Image-grounded pointing data:

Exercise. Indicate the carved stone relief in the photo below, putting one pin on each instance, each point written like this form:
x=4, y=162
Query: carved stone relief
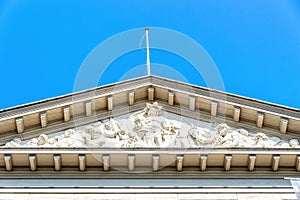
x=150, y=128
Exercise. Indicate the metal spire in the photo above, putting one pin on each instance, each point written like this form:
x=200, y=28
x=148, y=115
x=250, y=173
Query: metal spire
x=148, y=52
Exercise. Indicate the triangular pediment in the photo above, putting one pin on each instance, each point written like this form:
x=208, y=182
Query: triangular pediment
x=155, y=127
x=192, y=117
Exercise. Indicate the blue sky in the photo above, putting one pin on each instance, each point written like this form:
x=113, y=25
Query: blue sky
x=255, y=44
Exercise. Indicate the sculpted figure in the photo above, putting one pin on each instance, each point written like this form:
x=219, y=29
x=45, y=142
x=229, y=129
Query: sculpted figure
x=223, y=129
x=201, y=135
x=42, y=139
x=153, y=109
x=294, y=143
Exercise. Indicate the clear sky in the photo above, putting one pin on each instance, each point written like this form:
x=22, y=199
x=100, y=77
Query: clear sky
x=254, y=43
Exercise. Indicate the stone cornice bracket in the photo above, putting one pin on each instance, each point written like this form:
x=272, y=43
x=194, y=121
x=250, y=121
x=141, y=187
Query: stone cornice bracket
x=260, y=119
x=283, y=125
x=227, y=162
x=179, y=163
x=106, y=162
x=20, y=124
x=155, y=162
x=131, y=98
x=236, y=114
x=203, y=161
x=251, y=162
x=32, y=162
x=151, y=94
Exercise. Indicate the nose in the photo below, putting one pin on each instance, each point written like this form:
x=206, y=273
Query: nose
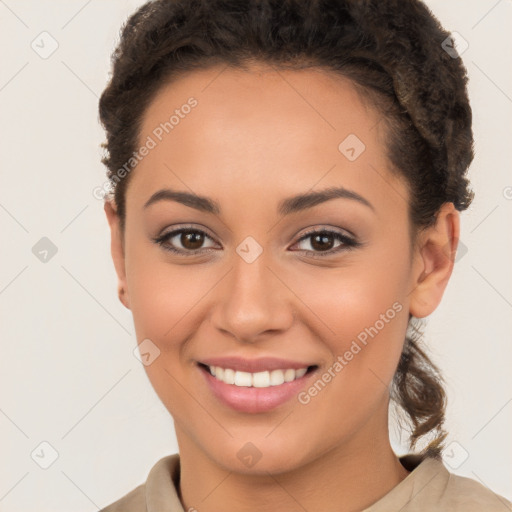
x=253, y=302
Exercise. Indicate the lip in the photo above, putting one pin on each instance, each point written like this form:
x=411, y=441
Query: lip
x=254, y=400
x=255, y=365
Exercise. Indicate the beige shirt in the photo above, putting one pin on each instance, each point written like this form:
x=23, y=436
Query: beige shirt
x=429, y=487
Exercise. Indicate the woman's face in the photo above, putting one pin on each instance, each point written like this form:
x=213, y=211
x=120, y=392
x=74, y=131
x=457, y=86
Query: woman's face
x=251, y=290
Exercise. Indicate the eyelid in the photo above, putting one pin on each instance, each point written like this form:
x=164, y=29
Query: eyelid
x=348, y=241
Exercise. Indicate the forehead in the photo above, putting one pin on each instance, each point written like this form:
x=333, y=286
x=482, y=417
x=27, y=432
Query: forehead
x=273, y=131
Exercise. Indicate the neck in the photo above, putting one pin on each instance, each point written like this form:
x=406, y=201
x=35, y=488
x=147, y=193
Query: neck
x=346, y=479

**What to produce**
Nothing but the lines from the first line of the data through the line with "x=113, y=25" belongs in the answer, copied exactly and without pictures.

**Result for this exercise**
Exercise. Indicate the carved stone relief in the photo below, putting one pin on each instance, each point written like this form:
x=4, y=162
Query: carved stone relief
x=150, y=128
Exercise. Indicate the metal spire in the photo above, putting one pin on each instance, each point written like this form:
x=200, y=28
x=148, y=115
x=250, y=173
Query: metal spire
x=148, y=52
Exercise. Indicate the triangular pediment in the photo above, putting one pin on each instance, each point written like this form:
x=208, y=182
Query: triangular pediment
x=155, y=127
x=192, y=117
Exercise. Indicate the blue sky in the photo above, putting one pin on each instance, each point written like this form:
x=113, y=25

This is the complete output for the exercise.